* Start Provided records *

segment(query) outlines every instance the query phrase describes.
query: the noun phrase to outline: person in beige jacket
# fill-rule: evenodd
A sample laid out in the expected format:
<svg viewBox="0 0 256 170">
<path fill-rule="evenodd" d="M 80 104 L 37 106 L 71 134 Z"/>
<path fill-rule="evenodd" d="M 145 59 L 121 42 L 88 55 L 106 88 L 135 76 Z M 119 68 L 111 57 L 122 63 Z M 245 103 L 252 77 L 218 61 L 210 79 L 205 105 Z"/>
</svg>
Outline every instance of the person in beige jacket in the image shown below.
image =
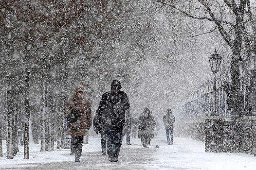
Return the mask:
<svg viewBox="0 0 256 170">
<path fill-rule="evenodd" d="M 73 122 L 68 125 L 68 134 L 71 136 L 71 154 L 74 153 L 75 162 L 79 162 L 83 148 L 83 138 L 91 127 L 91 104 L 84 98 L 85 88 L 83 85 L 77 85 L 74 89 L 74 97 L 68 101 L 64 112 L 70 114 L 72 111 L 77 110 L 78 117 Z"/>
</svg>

* End Provided records *
* Start Provided records *

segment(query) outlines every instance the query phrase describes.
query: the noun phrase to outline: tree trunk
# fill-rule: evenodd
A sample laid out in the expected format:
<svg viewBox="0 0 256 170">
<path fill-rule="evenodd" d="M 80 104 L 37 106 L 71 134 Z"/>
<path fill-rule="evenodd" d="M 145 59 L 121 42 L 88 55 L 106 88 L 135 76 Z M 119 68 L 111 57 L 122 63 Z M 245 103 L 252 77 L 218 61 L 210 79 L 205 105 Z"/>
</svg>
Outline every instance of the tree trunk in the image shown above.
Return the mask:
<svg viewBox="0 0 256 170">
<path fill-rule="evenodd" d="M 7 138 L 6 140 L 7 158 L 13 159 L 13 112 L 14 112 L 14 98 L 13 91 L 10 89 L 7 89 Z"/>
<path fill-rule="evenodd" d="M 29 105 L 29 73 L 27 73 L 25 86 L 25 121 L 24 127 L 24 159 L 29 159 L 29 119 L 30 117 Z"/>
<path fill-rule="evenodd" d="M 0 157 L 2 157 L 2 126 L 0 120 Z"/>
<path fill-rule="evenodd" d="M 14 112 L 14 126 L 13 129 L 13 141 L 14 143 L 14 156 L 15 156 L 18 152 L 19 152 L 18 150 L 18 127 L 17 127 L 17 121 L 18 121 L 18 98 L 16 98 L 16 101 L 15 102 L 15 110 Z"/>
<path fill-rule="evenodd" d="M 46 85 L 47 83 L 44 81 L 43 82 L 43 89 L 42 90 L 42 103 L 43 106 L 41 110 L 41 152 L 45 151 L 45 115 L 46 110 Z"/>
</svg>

* End Provided records *
* Start Provided records *

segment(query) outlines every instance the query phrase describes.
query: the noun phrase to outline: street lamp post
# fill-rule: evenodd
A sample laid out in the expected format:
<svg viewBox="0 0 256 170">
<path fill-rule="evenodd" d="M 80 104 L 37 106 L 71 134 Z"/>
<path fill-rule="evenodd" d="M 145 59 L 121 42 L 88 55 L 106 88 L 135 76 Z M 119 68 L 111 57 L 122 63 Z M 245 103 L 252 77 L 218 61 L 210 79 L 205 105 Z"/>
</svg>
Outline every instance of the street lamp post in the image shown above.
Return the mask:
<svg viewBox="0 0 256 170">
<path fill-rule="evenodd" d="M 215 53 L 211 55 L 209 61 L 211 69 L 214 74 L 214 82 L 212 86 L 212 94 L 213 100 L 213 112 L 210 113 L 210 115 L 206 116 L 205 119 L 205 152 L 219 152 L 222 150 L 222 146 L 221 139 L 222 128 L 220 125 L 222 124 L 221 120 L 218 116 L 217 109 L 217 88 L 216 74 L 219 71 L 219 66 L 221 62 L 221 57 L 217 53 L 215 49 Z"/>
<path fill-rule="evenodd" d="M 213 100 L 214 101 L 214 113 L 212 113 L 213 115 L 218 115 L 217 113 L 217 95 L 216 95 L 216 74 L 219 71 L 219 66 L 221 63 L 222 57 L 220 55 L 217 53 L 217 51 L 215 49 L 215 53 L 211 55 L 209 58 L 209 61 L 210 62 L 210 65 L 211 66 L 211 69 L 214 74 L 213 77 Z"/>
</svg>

* End Provided records *

◆ **Given request**: Count the lines of the data above that contain the string "shown", treating uppercase and lowercase as different. Reply with the number alone.

◆ **Task solution**: 3